EXERCISE BRIEF.
From the first line to the last, return the data exactly as written.

INPUT RECORDS.
[Start of Attachment]
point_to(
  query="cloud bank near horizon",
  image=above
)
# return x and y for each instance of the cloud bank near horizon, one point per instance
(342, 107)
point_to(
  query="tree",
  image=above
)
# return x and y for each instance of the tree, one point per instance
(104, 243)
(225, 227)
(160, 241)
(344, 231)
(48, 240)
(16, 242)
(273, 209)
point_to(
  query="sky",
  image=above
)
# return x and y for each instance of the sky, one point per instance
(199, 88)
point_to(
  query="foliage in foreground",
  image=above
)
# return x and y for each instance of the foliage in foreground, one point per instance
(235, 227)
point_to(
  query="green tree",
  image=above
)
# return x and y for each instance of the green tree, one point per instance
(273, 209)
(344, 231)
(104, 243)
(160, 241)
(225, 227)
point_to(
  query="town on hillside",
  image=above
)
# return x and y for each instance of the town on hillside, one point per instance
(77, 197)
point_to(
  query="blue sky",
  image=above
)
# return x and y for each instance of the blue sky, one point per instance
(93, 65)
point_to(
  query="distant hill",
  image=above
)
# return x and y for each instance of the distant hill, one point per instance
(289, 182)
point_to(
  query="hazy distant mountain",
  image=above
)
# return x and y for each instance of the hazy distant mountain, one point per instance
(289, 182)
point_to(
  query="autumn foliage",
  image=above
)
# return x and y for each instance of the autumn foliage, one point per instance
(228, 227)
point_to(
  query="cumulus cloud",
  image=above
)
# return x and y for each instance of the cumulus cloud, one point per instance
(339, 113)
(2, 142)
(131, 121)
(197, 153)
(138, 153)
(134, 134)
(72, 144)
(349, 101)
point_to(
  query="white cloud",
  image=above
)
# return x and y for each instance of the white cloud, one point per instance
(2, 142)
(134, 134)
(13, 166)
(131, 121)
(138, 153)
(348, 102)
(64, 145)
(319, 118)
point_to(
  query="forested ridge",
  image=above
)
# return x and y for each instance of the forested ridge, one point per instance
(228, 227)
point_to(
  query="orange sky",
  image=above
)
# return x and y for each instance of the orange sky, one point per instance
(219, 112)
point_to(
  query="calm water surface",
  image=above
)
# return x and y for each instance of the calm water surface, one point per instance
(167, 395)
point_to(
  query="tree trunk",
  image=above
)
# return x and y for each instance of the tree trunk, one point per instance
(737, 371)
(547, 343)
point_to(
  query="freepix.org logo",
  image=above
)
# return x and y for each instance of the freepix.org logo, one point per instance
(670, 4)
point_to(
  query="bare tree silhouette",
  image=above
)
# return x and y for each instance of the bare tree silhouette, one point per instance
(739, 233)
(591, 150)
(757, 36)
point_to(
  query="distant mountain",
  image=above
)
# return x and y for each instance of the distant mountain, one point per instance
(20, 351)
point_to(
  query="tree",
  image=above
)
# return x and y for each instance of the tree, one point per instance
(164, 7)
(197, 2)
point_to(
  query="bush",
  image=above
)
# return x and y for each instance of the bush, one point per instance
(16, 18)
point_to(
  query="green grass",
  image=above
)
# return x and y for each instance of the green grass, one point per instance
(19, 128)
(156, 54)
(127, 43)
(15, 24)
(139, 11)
[End of Attachment]
REPLY TO THE TASK.
point_to(
  query="cloud bank near horizon",
  image=above
)
# return x and y for each instance of the cloud bank near horizon, one point per instance
(342, 107)
point_to(
  query="tree",
  image=above
)
# return x and y for each instance of the tree, one point per instance
(104, 243)
(225, 227)
(160, 241)
(344, 231)
(48, 240)
(16, 242)
(273, 209)
point_to(
  query="sky",
  image=above
)
# return x and y for each instance of the sky, one point per instance
(199, 88)
point_to(
  query="foliage in foreground",
  image=above
)
# return x and y for each instance of the foliage in foreground, one point per instance
(235, 227)
point_to(
  query="green tree",
  image=above
)
# return x and y for each instance of the green tree, one point per instance
(273, 209)
(344, 231)
(104, 243)
(160, 241)
(225, 227)
point_to(
  query="town on hillside",
  image=above
)
# return x and y for each instance of the town on hillside, one point per instance
(77, 197)
point_to(
  query="blue sky",
  image=above
)
# return x and y for each instance of the blue sky, one point per instance
(93, 65)
point_to(
  query="distant hill",
  image=above
)
# return x and y for each instance of the distant hill, one point per instance
(289, 182)
point_to(
  query="hazy distant mountain",
  image=above
)
# return x and y for each instance of the hazy distant mountain, one point per instance
(289, 182)
point_to(
  query="autumn foliage",
  image=above
)
# return x and y for each instance of the autumn foliage, one point per instance
(228, 227)
point_to(
  query="cumulus cloud",
  image=above
)
# return x and y for each instance of the cumulus cloud, one point per instance
(339, 113)
(2, 142)
(131, 121)
(197, 153)
(138, 153)
(134, 134)
(72, 144)
(349, 101)
point_to(
  query="white cloud",
  image=above
)
# return x and y for each instance of the white cloud, one point per instance
(2, 142)
(134, 134)
(13, 166)
(131, 121)
(138, 153)
(348, 102)
(64, 145)
(319, 118)
point_to(
  query="forested ridge",
  image=above
)
# return x and y for each instance of the forested ridge, one point per instance
(228, 227)
point_to(
  query="orange sky",
  image=above
)
# return x and y for each instance of the orange sky, one point per instance
(219, 112)
point_to(
  query="calm water surface",
  image=above
)
# return x and y for each instance of the calm water surface, one point per instance
(167, 395)
point_to(
  query="tree trunk",
  image=above
)
# return x and y for each instance of the tree trunk, one point per instance
(737, 371)
(547, 343)
point_to(
  query="freepix.org logo",
  image=above
)
# return x and y for each instance of the freepix.org logo, one point per instance
(670, 4)
point_to(
  query="bare tree silhouette",
  image=above
)
# return x and y for each instance of the bare tree silhouette, one point per instance
(739, 233)
(591, 150)
(757, 36)
point_to(
  query="distant mountain",
  image=above
)
# return x and y for each instance of the distant mountain, one point per instance
(20, 351)
point_to(
  query="tree",
  image=above
)
# return x and y for each instance of the tree, one point per instance
(164, 7)
(197, 2)
point_to(
  query="bush",
  image=above
)
# return x and y for each instance of the bush, one point per instance
(16, 18)
point_to(
  query="green grass",
  image=above
)
# return x and y for each instance of the green grass, one point per instance
(19, 128)
(156, 54)
(127, 43)
(15, 24)
(139, 11)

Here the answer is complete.